## Extract to read:
═══

These “Olders” rework the menageries of Dragon Quest and co into sets of mutant Jungian archetypes. Their traumas literally split their skins to produce creatures that cartoonify and sanitise problems like workplace burnout, chronic debt and loneliness. Find those molted skins, and you can enter each Older into a bestiary that offers clues as to the creature’s formative dysfunction. As in Undertale, a massive influence here, you can then whisper key phrases to Olders in mostly random, turn-based battles to unclog their emotions and “save their souls”.

Or, you can smash the Older’s gibbering sprite with a spade. While pacifying every Older may seem like the right way to play – if nothing else, it removes that enemy forever from the random battle pool – swatting them all dead possibly makes for a better game, because it does more justice to Stray Children’s gimmick-rich bullet hell elements.

Your offensive options consist only of an attack power QTE, but when the Older hits back, anything might happen. The arena could become an ice block maze where Disgaea penguins pirouette towards you, farting coronas of crystals. Or a Dali clockface that winds and rewinds its payload of green fire. All of these skits are daffy reflections of the Older’s defining trauma, which may prove to be something relatively innocuous. There’s a pig in a porkpie hat, for example, whose squealing assaults embody a dislike of small talk.


A boss creature from Stray Children who looks like a sad scarecrow, with theoptinos to fight, talk, use an item or run on the left.
Image credit: Onion Games / Rock Paper Shotgun

Surviving the potted bullet hellscapes is less about reflexes, more about tricks such as kiting a targetting halo, with shrewd pattern recognition encouraged by the absence of a dodge or sprint. Chapter-closing boss Olders deliver bespoke minigame elements. You might have to pick from unit cards dealt by a rundown Pennywise. You might have to rip batteries from the motherboard of god.

I love how heedless developers Onion Games are of the hidebound binaries of realism and fantasy, earnestness and irony that govern many other RPGs – that need to either avoid breaking the “fourth wall” or make a point of pissing on its rubble. Even before you venture inside the game within the game, Stray Children seems comfortable with its own status as metafiction, confident that you will feel the weight of its tale even when its allusions provoke whiplash and create the impression that it is copy-pasting research tabs at whim.

═══

## Collected data:
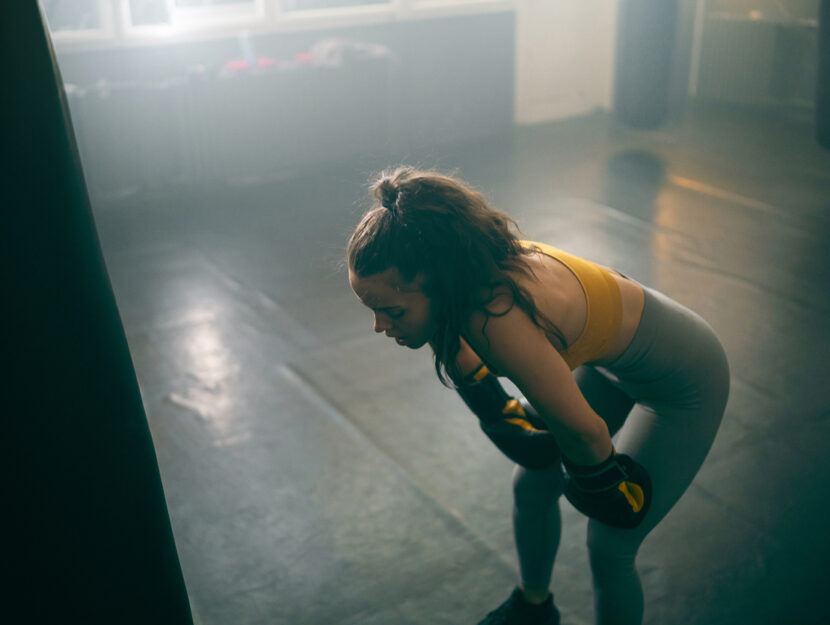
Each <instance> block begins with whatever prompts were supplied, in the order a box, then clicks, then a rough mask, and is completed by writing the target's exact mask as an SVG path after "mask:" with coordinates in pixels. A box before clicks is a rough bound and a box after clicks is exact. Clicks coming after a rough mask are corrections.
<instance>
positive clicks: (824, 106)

═══

According to the game review, what do the squealing attacks of the pig in a porkpie hat embody? The material has no role here.

A dislike of small talk.